## PROBLEM TO WORK ON:
Every entry needs to be reproduced exactly.

**** PROVIDED DATA ****

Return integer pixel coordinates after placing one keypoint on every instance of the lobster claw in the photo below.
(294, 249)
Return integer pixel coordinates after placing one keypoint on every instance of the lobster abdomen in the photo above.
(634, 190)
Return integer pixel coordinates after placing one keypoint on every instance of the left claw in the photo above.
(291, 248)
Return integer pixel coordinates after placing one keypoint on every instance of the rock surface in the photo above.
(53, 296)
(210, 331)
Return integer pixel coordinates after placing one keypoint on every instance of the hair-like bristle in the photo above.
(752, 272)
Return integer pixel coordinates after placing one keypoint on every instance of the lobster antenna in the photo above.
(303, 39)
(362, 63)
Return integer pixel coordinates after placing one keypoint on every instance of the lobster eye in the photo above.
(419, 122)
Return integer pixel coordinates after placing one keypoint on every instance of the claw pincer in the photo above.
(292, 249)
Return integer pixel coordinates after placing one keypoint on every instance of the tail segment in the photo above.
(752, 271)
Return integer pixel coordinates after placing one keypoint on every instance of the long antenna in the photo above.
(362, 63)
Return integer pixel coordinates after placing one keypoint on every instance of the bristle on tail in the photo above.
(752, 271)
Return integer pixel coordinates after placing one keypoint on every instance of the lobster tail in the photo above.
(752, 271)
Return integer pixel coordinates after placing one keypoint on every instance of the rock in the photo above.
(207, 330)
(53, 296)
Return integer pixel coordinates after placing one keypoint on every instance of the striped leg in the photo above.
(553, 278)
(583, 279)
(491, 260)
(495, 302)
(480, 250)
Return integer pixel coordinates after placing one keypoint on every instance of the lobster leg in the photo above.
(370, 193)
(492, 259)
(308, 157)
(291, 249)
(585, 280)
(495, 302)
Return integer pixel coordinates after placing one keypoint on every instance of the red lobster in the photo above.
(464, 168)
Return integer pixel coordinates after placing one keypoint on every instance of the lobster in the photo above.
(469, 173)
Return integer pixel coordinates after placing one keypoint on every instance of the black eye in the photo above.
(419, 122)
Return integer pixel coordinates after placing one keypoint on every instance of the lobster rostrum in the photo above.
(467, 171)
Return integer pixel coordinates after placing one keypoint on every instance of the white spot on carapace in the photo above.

****

## SOLUTION TO THE PROBLEM:
Return integer pixel coordinates after placing one keypoint on every instance of the lobster claw in the photo below.
(294, 249)
Return integer pixel coordinates after placing one keypoint on every instance of the lobster abdomen in the photo above.
(634, 190)
Return integer pixel coordinates after placing one keypoint on every instance of the left claw in the photo above.
(291, 248)
Return integer pixel coordinates after placing one keypoint on every instance of the rock surface in the photo above.
(53, 296)
(210, 331)
Return integer pixel coordinates after placing one keypoint on every instance of the hair-like bristle in the photo above.
(752, 272)
Return integer pixel coordinates after placing one keypoint on every instance of the lobster antenna in the photo above.
(303, 39)
(362, 63)
Return integer pixel coordinates after placing one keypoint on every instance of the lobster eye in the photo above.
(419, 122)
Return integer pixel coordinates after placing one keypoint on every instance of the claw pincer in the photo above.
(292, 249)
Return integer pixel coordinates after placing one keypoint on every instance of the tail segment in the photo above.
(752, 271)
Return integer pixel coordinates after placing one keypoint on every instance of the long antenna in the photo above.
(362, 63)
Return integer pixel coordinates after placing one keypoint on every instance of the bristle on tail in the photo above.
(752, 271)
Return integer pixel coordinates after placing one keypoint on every instance of the lobster tail in the photo above.
(752, 271)
Return integer pixel coordinates after placing one keypoint on every instance of the rock in the photo above.
(207, 330)
(53, 296)
Return integer pixel coordinates after placing one keypoint on every instance of the striped leg in the photo above.
(553, 278)
(583, 279)
(491, 260)
(495, 302)
(480, 250)
Return integer pixel coordinates after placing one keypoint on every instance of the lobster leg in the photo above.
(370, 193)
(492, 259)
(308, 157)
(291, 249)
(585, 280)
(495, 302)
Return integer pixel coordinates after placing one keypoint on every instance of the red lobster in the photo above.
(464, 168)
Return integer pixel coordinates after placing one keypoint on every instance of the lobster in the photo above.
(469, 173)
Return integer pixel coordinates after placing one keypoint on every instance of the black eye in the photo above.
(419, 122)
Return integer pixel coordinates after placing one keypoint on every instance of the lobster rostrum in the photo above.
(467, 171)
Return integer pixel coordinates after placing one keypoint on every instance of the white spot on carapace in the photo above.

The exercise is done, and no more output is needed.